(Material provided)
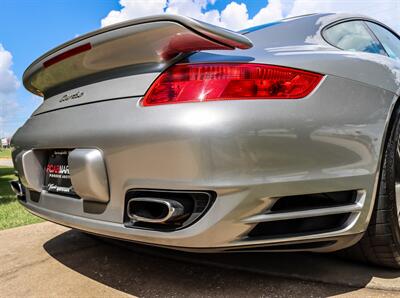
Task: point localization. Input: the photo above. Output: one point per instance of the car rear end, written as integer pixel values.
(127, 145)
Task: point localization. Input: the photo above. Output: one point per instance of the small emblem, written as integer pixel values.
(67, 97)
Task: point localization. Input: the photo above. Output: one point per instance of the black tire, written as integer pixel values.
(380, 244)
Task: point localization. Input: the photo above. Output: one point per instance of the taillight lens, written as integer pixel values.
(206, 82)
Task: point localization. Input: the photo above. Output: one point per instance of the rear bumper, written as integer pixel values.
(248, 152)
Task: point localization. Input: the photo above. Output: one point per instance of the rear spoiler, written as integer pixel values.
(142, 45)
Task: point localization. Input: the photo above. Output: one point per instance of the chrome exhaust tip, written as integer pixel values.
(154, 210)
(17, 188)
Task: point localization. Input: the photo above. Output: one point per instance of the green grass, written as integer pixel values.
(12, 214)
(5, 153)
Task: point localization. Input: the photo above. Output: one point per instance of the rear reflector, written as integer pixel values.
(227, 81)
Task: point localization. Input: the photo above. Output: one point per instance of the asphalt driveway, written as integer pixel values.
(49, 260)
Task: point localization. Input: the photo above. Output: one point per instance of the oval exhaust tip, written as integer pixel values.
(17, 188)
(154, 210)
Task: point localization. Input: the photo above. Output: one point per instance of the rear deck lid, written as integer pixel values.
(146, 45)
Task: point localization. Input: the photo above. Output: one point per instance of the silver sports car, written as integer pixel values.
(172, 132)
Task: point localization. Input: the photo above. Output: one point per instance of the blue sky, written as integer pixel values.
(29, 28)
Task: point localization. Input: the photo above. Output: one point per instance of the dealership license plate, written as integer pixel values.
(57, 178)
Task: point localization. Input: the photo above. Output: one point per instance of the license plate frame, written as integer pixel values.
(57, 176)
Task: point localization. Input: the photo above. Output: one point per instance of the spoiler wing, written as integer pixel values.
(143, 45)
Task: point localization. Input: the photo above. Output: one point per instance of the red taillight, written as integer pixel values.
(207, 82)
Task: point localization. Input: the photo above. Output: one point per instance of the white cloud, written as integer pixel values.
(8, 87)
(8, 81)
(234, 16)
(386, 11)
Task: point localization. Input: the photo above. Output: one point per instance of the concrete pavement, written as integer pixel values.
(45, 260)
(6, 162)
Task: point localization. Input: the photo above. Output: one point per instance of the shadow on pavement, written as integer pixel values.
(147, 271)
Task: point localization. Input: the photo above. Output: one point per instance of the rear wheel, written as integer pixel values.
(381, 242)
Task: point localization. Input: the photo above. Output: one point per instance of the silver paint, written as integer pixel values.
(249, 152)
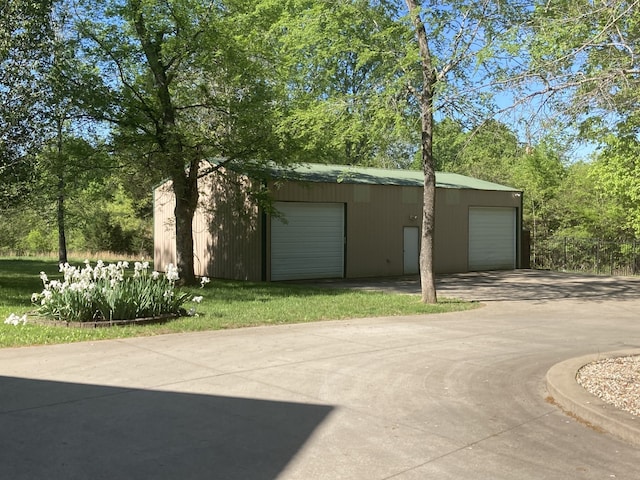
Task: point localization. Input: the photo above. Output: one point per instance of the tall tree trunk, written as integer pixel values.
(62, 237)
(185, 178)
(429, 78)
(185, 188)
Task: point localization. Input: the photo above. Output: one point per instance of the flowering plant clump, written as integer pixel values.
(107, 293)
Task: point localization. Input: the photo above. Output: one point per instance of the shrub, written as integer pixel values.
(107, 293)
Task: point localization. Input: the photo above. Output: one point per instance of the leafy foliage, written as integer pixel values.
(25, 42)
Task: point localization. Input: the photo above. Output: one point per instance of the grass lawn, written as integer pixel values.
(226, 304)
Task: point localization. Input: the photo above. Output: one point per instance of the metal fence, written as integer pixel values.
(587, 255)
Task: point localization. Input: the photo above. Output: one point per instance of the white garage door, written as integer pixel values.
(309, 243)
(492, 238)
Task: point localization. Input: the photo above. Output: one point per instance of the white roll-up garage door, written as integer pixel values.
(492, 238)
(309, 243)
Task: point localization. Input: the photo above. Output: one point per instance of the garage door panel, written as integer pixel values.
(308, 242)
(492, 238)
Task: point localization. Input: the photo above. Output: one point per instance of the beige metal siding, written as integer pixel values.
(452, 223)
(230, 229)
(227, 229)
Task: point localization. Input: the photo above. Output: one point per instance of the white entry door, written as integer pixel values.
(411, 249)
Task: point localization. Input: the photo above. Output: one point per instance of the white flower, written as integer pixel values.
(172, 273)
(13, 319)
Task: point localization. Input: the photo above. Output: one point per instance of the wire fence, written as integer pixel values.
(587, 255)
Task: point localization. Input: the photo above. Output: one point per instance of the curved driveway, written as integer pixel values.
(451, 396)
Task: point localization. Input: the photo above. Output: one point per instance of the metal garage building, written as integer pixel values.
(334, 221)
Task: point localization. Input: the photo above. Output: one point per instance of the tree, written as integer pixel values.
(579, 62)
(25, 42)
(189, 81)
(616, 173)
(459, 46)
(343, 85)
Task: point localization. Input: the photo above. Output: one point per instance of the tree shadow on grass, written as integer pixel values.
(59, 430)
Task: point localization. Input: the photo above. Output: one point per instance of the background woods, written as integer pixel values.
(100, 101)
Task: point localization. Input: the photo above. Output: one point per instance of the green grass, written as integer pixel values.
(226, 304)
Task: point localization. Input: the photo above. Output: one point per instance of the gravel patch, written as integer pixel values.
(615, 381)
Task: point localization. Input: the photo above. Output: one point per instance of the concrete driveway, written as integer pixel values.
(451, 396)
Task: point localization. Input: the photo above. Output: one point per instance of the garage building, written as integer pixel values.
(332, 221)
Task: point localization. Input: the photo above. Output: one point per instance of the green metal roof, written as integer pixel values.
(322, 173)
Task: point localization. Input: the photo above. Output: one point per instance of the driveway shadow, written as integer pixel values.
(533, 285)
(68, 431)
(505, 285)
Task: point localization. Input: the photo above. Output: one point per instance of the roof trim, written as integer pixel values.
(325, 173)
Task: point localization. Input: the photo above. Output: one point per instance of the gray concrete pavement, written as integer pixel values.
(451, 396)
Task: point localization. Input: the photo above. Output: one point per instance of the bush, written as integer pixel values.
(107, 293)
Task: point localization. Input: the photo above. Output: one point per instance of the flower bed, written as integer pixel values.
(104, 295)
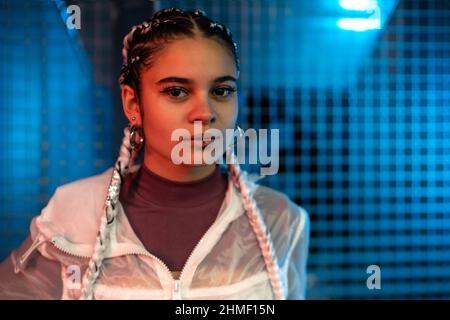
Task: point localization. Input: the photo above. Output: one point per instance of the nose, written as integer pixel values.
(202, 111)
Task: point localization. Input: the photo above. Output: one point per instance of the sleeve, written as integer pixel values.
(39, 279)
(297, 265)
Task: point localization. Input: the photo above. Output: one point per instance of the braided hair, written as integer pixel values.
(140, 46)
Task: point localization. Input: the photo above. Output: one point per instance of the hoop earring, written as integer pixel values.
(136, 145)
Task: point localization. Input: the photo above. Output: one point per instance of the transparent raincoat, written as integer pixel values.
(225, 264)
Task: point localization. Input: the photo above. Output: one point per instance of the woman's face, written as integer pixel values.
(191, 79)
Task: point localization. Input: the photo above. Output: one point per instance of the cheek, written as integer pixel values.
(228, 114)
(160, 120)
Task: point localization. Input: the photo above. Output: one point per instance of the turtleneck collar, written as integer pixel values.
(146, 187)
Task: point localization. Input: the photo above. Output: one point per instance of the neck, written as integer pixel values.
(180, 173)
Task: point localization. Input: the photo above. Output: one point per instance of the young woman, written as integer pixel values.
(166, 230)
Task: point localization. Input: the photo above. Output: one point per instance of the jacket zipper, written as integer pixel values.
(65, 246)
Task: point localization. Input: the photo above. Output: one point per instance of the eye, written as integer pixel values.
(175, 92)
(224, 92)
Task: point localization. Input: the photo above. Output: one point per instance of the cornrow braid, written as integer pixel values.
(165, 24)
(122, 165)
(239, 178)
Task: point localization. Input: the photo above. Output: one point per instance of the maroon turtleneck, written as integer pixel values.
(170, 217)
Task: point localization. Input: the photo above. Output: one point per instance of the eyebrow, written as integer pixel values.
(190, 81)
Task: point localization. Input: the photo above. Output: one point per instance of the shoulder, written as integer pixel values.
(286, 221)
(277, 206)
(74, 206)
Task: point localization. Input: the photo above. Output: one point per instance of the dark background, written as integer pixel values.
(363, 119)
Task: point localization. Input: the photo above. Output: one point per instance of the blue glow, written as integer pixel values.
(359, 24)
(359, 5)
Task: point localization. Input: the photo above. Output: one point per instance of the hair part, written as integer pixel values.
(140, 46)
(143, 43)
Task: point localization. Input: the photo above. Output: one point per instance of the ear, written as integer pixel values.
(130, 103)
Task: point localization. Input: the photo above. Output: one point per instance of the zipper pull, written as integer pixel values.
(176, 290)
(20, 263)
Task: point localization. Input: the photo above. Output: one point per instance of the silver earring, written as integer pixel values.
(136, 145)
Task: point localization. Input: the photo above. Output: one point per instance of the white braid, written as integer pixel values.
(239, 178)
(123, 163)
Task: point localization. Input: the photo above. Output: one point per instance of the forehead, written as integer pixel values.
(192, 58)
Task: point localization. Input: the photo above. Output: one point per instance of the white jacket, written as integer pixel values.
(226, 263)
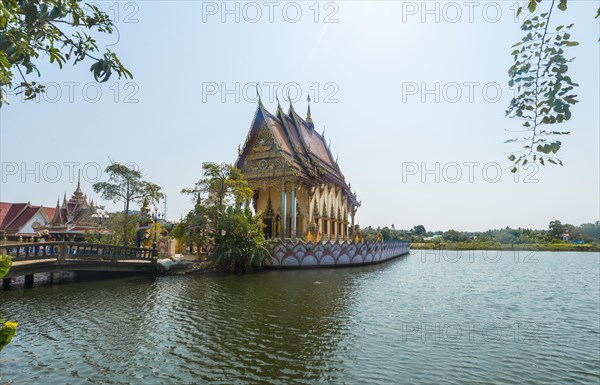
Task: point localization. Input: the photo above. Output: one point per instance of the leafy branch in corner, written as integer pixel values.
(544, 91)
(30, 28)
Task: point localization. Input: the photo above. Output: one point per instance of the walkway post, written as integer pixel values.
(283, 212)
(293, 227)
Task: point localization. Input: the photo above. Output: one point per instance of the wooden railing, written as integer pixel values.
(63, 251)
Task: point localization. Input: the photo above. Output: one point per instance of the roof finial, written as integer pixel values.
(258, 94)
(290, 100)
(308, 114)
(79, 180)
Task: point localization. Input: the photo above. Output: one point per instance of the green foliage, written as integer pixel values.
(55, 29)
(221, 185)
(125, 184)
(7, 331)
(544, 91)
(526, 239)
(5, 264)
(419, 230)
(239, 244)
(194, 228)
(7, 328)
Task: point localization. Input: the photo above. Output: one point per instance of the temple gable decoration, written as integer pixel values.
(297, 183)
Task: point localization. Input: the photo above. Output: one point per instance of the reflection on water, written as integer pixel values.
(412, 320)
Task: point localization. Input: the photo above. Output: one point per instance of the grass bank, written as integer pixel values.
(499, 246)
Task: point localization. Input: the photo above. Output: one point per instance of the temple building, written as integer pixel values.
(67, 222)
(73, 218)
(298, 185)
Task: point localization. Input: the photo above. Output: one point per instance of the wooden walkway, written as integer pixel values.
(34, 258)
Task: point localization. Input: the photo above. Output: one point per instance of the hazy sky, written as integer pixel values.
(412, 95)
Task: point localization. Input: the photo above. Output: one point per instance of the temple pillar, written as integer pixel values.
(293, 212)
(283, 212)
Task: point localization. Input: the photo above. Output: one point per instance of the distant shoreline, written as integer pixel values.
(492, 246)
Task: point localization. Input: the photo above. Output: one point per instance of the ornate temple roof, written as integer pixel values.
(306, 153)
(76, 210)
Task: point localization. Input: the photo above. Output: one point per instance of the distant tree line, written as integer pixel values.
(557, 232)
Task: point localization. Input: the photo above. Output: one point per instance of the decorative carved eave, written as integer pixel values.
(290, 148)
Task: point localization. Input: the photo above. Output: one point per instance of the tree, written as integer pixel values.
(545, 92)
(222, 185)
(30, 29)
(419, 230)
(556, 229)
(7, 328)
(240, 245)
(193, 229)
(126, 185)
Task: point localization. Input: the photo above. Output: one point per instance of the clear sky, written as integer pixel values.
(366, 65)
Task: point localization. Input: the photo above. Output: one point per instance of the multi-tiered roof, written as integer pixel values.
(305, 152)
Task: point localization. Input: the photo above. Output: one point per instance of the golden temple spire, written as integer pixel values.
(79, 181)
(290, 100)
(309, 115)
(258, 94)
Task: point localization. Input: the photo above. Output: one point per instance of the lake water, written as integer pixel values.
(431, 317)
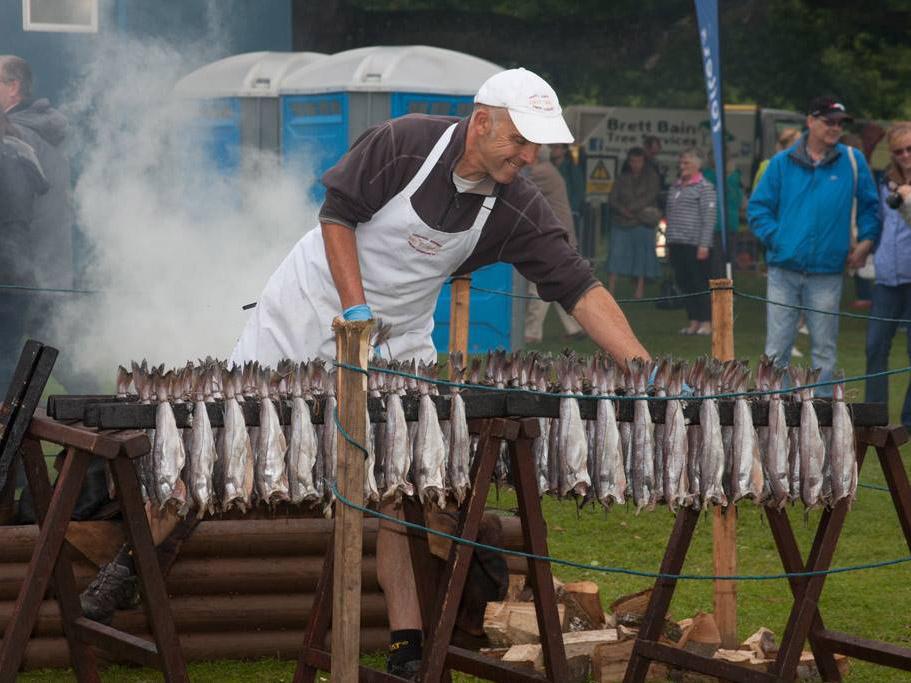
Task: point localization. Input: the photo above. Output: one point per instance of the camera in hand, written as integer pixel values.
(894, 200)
(End Material provided)
Work order = Retype the records above exactly, starting at the line that contains "eave, written as integer pixel values." and going through the last line, and leave out any pictures.

Response =
Task: point localization. Input: the photo above. Output: one point per instance of the decorative carved eave, written as integer pixel values.
(290, 148)
Task: point localization. Input: the photo above. Output: one point per instance of the tree, written as integer pixel values.
(545, 92)
(222, 185)
(30, 29)
(419, 230)
(556, 229)
(7, 328)
(240, 245)
(193, 229)
(126, 185)
Task: point localization. Input: the photo above. Output: one point per instance of the clear sky, written as integer pixel values.
(366, 65)
Task: point localization. Input: the photo above. Output: one point per instance of the multi-tiered roof, written as integer pixel values.
(305, 152)
Task: point localization. Input: the photo above. Output: one point per instance of the golden temple spire, written as integer pixel values.
(79, 181)
(290, 100)
(309, 115)
(258, 94)
Task: point localization. Input: the photo above. Output: one point per instance of the lake water, written as integer pixel values.
(431, 317)
Task: point localization. Input: the photo above. Output: one point per instance of the camera in hand, written as integer pixel values.
(894, 200)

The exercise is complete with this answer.